Dataset entries:
»»

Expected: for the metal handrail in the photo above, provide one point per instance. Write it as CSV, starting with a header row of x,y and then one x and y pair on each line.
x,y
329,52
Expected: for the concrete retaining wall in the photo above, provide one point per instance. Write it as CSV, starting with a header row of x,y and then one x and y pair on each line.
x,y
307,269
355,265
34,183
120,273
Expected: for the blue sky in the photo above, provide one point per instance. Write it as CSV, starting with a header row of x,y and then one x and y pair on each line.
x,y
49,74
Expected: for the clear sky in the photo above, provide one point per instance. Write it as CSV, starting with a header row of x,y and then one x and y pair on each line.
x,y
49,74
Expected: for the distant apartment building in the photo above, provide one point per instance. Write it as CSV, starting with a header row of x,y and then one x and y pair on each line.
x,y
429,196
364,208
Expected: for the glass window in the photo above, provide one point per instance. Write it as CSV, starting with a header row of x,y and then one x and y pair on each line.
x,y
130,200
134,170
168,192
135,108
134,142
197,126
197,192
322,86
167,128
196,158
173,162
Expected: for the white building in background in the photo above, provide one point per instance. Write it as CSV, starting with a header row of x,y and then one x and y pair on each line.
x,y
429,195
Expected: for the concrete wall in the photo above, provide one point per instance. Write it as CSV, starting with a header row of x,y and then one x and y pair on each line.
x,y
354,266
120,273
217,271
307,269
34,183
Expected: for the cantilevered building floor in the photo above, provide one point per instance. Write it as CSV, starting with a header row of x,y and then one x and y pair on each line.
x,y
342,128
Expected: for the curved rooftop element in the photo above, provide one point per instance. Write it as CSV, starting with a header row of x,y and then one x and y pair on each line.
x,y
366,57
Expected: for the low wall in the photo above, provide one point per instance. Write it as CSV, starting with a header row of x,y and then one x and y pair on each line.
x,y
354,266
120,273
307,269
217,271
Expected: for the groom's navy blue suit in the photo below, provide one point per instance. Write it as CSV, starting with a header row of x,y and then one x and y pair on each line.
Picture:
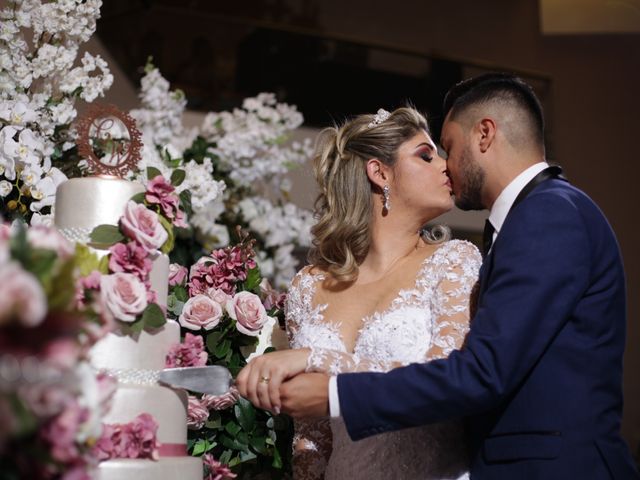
x,y
539,378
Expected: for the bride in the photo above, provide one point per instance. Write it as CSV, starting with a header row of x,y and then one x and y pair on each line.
x,y
380,293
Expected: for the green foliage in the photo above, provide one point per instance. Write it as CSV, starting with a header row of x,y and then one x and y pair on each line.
x,y
106,235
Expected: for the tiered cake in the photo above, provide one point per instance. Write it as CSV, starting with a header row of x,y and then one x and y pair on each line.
x,y
81,205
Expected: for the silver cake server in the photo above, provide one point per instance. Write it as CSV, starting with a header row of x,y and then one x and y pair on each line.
x,y
212,379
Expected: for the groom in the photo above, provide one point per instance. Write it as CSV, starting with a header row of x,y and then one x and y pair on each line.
x,y
539,377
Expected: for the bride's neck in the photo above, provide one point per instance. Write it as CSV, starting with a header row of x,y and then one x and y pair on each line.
x,y
391,240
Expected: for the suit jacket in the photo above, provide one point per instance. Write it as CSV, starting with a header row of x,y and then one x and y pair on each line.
x,y
539,378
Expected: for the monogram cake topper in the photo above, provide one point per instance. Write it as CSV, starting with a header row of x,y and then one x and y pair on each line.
x,y
109,140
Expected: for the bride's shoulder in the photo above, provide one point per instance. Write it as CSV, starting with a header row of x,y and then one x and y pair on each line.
x,y
459,252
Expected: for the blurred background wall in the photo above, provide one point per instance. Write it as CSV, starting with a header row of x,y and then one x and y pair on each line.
x,y
333,58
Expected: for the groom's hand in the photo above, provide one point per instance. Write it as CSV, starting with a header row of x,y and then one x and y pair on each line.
x,y
306,395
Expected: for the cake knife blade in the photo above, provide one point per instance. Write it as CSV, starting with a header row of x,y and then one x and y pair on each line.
x,y
212,379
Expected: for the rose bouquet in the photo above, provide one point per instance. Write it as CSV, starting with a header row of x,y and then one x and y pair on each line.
x,y
51,401
229,313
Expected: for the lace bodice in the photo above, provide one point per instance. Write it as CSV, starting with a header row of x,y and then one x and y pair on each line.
x,y
422,323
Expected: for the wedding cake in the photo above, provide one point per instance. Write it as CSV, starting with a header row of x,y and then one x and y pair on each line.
x,y
135,360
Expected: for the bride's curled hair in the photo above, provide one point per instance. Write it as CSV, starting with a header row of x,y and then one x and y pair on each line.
x,y
343,209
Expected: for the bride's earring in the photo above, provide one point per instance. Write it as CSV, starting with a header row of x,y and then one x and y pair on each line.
x,y
385,194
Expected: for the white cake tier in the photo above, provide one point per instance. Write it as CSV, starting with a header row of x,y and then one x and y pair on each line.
x,y
84,203
146,350
183,468
168,407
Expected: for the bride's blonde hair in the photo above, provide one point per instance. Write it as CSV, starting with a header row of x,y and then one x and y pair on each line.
x,y
343,209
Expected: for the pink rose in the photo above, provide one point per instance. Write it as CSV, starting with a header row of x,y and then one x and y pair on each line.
x,y
21,296
160,192
130,257
247,309
124,295
189,353
200,312
197,414
221,402
143,226
219,296
177,274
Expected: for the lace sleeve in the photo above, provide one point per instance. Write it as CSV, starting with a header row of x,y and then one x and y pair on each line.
x,y
334,362
451,299
312,445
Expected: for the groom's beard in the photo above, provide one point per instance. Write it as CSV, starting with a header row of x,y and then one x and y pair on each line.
x,y
472,177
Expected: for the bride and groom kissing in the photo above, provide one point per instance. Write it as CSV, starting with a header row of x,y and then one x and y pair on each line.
x,y
388,376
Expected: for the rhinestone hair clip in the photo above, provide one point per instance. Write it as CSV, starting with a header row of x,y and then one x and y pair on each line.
x,y
379,117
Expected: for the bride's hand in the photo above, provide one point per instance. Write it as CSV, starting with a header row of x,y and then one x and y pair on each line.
x,y
260,380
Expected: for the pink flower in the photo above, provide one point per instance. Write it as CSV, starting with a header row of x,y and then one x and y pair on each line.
x,y
197,414
124,295
49,238
189,353
247,309
162,193
130,258
200,312
222,270
21,296
216,470
177,274
221,402
136,439
142,225
219,296
62,431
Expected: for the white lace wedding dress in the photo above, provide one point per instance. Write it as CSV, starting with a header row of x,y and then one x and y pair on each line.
x,y
425,322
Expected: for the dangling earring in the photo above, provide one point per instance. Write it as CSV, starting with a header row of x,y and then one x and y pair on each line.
x,y
385,194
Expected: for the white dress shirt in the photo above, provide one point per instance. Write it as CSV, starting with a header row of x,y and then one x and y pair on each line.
x,y
497,216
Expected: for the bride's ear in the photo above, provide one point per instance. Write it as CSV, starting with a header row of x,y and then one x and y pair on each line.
x,y
379,174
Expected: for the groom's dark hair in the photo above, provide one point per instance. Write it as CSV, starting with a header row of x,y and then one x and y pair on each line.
x,y
500,88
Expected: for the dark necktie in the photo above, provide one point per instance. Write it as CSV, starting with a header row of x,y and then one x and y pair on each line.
x,y
487,237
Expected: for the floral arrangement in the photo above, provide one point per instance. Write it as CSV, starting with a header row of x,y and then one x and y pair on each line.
x,y
229,314
235,166
51,401
40,82
145,229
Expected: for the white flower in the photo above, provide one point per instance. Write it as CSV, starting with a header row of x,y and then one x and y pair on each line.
x,y
5,188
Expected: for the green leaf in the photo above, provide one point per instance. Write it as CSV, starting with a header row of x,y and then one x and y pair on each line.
x,y
177,177
86,261
212,340
181,293
138,197
253,279
152,172
200,447
246,414
169,244
222,348
233,428
153,316
106,235
277,459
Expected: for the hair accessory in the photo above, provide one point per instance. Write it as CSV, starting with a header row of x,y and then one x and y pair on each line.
x,y
379,117
385,194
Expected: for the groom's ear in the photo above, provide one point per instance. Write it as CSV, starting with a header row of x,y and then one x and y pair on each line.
x,y
379,174
486,131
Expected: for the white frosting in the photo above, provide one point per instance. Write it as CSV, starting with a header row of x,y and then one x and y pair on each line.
x,y
81,205
168,407
144,351
164,469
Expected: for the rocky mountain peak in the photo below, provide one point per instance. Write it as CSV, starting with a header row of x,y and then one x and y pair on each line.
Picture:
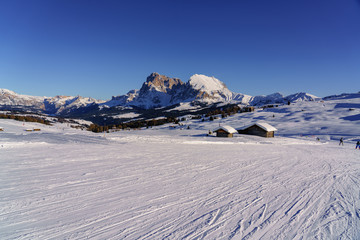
x,y
160,83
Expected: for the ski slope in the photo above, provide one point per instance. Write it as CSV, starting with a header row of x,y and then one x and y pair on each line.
x,y
165,183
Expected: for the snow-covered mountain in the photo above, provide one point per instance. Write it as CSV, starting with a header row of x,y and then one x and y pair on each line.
x,y
51,105
158,91
162,91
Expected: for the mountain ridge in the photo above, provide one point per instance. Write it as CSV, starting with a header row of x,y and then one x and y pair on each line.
x,y
158,91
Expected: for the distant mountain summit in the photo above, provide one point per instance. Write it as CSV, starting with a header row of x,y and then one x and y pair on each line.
x,y
57,105
159,93
162,91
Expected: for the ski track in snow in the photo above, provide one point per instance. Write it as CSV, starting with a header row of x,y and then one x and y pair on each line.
x,y
151,186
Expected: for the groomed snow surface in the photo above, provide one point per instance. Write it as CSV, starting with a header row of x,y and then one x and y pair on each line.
x,y
165,183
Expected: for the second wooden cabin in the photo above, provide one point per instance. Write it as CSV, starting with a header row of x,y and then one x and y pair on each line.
x,y
258,129
224,131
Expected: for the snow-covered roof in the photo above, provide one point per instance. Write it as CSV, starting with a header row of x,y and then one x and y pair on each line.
x,y
267,127
226,129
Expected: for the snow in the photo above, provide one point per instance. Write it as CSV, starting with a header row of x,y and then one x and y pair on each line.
x,y
205,83
226,129
127,115
162,183
263,125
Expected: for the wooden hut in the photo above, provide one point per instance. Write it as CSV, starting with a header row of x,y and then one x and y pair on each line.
x,y
258,129
224,131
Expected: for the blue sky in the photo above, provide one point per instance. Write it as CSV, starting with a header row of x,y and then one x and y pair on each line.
x,y
104,48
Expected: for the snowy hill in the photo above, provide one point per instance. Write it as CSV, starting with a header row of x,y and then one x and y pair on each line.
x,y
171,182
157,92
162,91
52,105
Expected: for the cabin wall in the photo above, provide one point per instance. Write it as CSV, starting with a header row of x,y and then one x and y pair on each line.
x,y
257,131
221,133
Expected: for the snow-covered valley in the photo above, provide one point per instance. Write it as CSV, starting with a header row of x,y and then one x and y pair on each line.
x,y
179,183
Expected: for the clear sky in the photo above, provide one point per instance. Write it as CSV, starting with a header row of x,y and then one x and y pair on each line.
x,y
105,48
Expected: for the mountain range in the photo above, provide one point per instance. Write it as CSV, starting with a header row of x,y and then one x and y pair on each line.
x,y
157,92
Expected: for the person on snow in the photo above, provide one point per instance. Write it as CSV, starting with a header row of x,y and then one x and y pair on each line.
x,y
341,142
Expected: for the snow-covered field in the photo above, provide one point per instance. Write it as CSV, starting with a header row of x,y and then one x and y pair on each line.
x,y
165,183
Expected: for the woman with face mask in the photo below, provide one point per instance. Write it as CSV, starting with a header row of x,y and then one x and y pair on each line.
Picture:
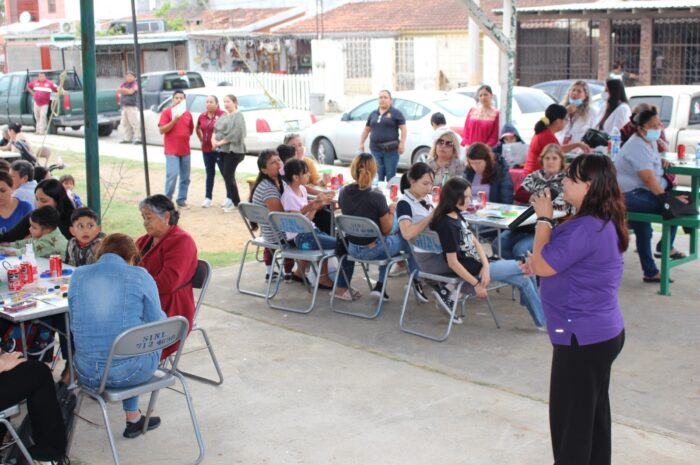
x,y
579,115
640,173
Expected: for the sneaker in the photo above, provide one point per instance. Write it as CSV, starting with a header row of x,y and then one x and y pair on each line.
x,y
419,292
134,430
376,291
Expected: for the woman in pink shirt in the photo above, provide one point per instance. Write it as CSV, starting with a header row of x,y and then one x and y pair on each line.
x,y
482,121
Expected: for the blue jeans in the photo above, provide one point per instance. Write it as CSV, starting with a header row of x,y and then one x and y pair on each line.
x,y
174,166
386,164
125,373
644,201
508,271
211,161
514,244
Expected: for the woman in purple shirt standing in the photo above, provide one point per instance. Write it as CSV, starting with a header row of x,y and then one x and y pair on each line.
x,y
580,262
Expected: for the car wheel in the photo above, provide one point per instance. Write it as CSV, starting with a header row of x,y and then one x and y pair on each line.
x,y
325,153
421,154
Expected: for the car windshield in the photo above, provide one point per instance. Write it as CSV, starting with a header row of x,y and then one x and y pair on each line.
x,y
259,102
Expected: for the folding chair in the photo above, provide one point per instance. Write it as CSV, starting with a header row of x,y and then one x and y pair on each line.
x,y
363,227
254,214
201,282
297,223
140,340
4,419
429,242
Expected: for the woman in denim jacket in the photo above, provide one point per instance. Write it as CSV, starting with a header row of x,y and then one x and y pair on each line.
x,y
107,298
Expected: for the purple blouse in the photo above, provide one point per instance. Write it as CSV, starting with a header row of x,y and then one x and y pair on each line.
x,y
581,298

««

To do: Which lines of the records contain "below"? Show each of them.

Exercise output:
Expected: for the groom's navy blue suit in the photo below, provide one point per instance. Write it as CSV, starting with a header row of x,y and then one x and y pair on each line.
Expected: for the rocky mountain peak in the photo below, provide one point per instance. Write it as CSV, starting with a header row of x,y and then one x and y pair on each line.
Expected: for the woman with face mask in the photo below, provide one point per instance. Write it as CSV, starting with a header row of x,y and then one x and y pair on each line.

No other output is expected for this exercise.